[Start of Attachment]

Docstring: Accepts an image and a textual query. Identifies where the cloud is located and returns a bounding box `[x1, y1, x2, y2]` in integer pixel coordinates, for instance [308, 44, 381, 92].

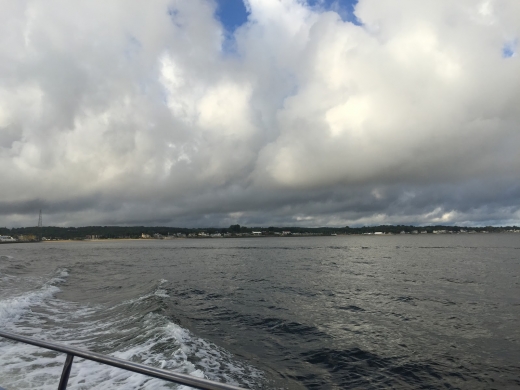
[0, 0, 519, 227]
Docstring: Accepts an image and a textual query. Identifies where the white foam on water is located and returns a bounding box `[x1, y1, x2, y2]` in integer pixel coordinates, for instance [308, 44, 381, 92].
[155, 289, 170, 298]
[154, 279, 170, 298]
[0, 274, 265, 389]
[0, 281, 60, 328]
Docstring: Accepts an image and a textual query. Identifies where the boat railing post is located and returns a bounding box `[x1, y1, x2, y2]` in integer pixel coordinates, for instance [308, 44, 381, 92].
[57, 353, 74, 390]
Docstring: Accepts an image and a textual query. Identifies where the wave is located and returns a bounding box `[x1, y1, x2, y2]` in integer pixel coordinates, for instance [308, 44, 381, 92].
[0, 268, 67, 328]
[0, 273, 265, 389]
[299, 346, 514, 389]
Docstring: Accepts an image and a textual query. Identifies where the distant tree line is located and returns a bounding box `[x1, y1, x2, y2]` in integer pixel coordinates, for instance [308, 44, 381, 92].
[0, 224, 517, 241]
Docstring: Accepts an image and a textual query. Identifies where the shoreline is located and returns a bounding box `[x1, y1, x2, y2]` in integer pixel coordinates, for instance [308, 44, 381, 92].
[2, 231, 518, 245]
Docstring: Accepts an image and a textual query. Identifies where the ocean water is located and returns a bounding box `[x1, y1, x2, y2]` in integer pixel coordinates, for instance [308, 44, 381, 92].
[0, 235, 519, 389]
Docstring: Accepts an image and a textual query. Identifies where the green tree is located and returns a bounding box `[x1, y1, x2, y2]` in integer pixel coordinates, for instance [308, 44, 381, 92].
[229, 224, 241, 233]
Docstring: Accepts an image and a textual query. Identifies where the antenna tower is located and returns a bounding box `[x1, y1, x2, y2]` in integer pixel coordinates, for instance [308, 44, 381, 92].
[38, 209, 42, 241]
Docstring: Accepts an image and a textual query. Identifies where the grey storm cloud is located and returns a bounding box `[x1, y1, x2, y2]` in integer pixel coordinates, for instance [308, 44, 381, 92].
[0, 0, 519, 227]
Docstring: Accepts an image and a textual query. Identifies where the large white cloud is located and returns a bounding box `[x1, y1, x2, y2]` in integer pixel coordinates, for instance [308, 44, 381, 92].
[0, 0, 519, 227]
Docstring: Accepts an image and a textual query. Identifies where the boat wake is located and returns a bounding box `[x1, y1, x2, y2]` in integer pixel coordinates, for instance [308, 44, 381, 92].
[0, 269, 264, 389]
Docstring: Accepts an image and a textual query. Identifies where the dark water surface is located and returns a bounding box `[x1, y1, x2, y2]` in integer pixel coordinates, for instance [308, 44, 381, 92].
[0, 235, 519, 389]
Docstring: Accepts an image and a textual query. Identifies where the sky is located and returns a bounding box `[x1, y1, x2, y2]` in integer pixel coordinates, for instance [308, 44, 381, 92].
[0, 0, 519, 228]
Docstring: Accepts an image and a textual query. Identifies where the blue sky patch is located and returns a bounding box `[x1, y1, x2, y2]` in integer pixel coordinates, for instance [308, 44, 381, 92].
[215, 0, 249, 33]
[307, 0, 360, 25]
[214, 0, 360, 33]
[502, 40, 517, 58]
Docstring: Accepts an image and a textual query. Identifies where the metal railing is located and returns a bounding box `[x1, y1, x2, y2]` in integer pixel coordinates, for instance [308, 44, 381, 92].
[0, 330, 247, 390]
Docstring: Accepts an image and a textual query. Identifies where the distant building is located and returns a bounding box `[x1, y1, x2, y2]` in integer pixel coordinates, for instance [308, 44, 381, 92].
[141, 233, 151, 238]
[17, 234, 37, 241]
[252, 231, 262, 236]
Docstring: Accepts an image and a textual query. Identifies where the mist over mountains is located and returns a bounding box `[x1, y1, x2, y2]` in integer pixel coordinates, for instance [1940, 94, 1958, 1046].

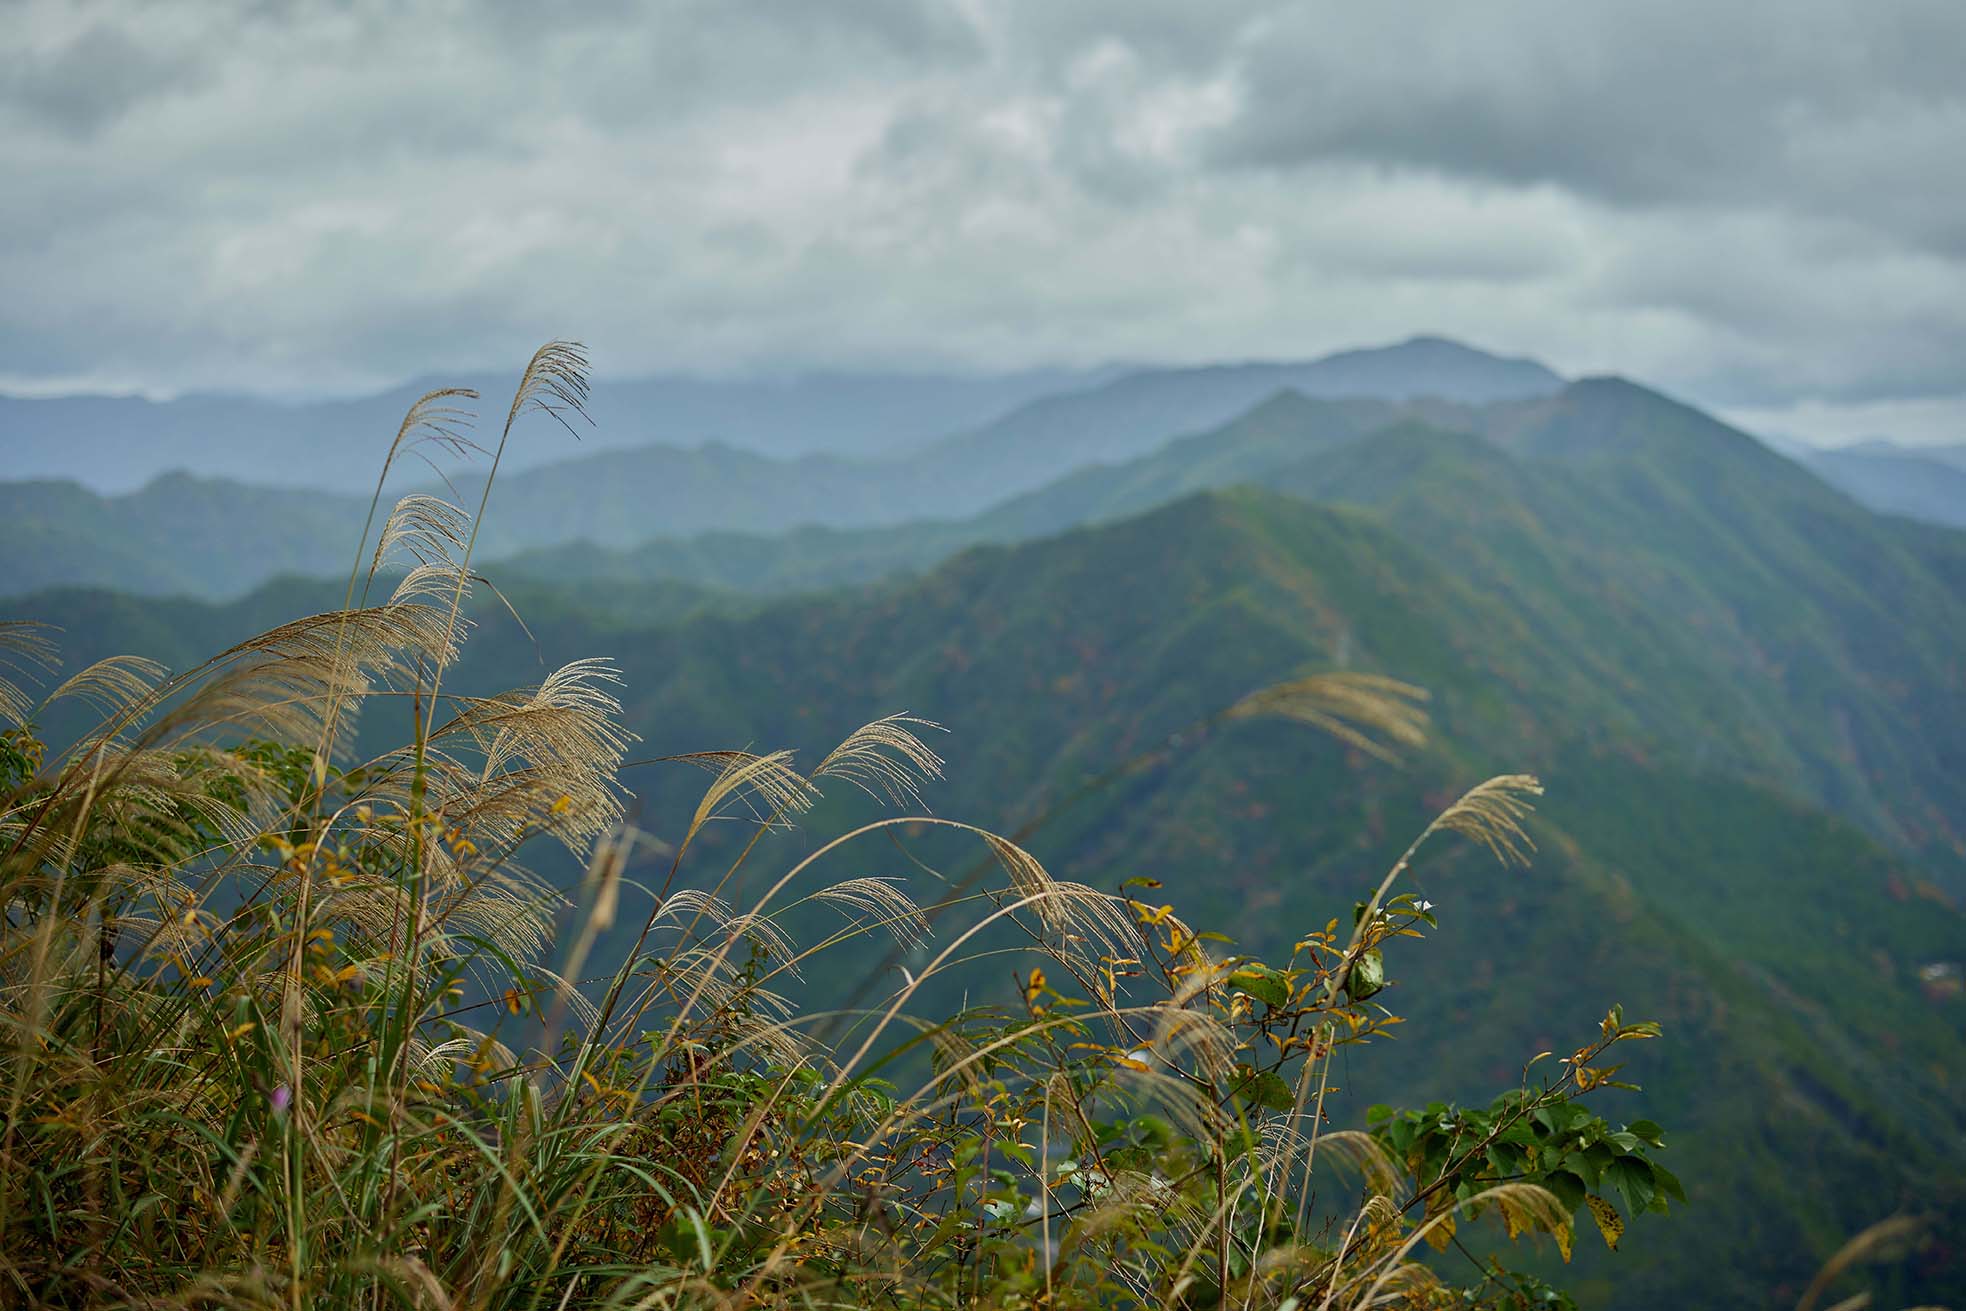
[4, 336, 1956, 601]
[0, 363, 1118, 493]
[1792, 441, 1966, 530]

[End of Attachment]

Task prompt
Omitting all pictures, give the preceding listing again exactly.

Response
Docstring: Accepts an image and a textual query. Identifies where the cloud is located and returns a bounding box `[x1, y1, x2, y2]` in integer pixel coordinates, for instance [308, 44, 381, 92].

[0, 0, 519, 227]
Docstring: Accepts an image and a textual query. Identifies where the white foam on water is located and returns a bounding box `[x1, y1, x2, y2]` in integer pixel coordinates, for instance [308, 44, 381, 92].
[155, 289, 170, 298]
[154, 279, 170, 298]
[0, 274, 265, 389]
[0, 281, 60, 328]
Docstring: Accepts an image and a textual query. Identifies where the boat railing post is located and returns a bounding box `[x1, y1, x2, y2]` in integer pixel coordinates, for instance [308, 44, 381, 92].
[57, 353, 74, 390]
Docstring: Accepts an image and a textual query. Identifies where the wave is located and returns a bounding box `[x1, y1, x2, y2]` in integer pixel coordinates, for instance [308, 44, 381, 92].
[0, 268, 67, 328]
[0, 273, 265, 389]
[299, 346, 514, 389]
Docstring: Accepts an image and a textual query. Identifies where the distant tree line is located and returns a bounding box `[x1, y1, x2, y2]` in integer pixel coordinates, for instance [308, 44, 381, 92].
[0, 224, 517, 241]
Docstring: Accepts an image and a textual query. Identifies where the shoreline is located and returns a bounding box `[x1, y1, x2, y2]` in integer pixel coordinates, for instance [308, 44, 381, 92].
[2, 231, 518, 245]
Docstring: Accepts an image and a textual query. Identifies where the ocean water is located and returns a bounding box `[x1, y1, x2, y2]` in integer pixel coordinates, for instance [308, 44, 381, 92].
[0, 235, 519, 389]
Docstring: Accepts an image and a textual query. Identifies where the green tree is located and returns a bounding box `[x1, y1, x2, y2]` in integer pixel coordinates, for instance [308, 44, 381, 92].
[229, 224, 241, 233]
Docstring: Accepts an image and a textual query. Identifies where the antenna tower is located and returns a bounding box `[x1, y1, x2, y2]` in integer pixel coordinates, for instance [308, 44, 381, 92].
[38, 209, 42, 241]
Docstring: Accepts an image and a textual query. Identifies where the grey storm cloud is located and returns a bounding box `[x1, y1, x2, y2]` in integer pixel coordinates, for instance [308, 44, 381, 92].
[0, 0, 519, 227]
Docstring: Accepts an image and a textual query. Identifies where the large white cloud is located and returns a bounding box `[x1, y1, x2, y2]` in integer pixel coordinates, for instance [308, 44, 381, 92].
[0, 0, 519, 227]
Docstring: Accepts an image and a textual query. Identifies where the boat wake is located and returns a bounding box `[x1, y1, x2, y2]` in integer pixel coordinates, for instance [308, 44, 381, 92].
[0, 269, 264, 389]
Docstring: Accepts an image and a textual query. Identifies where the dark water surface is located and returns a bounding box `[x1, y1, x2, y2]` in integer pixel coordinates, for instance [308, 44, 381, 92].
[0, 235, 519, 389]
Docstring: Accepts an image and a textual query. Identifies where the sky is located and returns a bounding box `[x1, y1, x2, y2]` in integer pixel coordinates, for instance [308, 44, 381, 92].
[0, 0, 519, 228]
Docstring: Accepts an image and a textual query. Identifies where the blue sky patch is located and returns a bounding box `[x1, y1, x2, y2]` in integer pixel coordinates, for instance [308, 44, 381, 92].
[215, 0, 249, 33]
[307, 0, 360, 25]
[214, 0, 360, 33]
[502, 40, 517, 58]
Docstring: Accepts an image and a textual query. Identifies where the metal railing is located and returns a bounding box `[x1, y1, x2, y2]` in integer pixel coordinates, for instance [308, 44, 381, 92].
[0, 330, 247, 390]
Docstring: Accepts an image and a textual query. Identifies where the distant building is located and returns a bounding box `[x1, y1, x2, y2]` in integer pixel coordinates, for instance [308, 44, 381, 92].
[141, 233, 151, 238]
[17, 234, 37, 241]
[252, 231, 262, 236]
Docstring: Accepts an image and a textual query. Identifies where the mist over mountains is located and returns a bounding box `[x1, y1, x2, y2]` in integer pixel coordinates, for instance [1940, 94, 1958, 1046].

[4, 336, 1956, 601]
[0, 363, 1118, 493]
[1792, 441, 1966, 530]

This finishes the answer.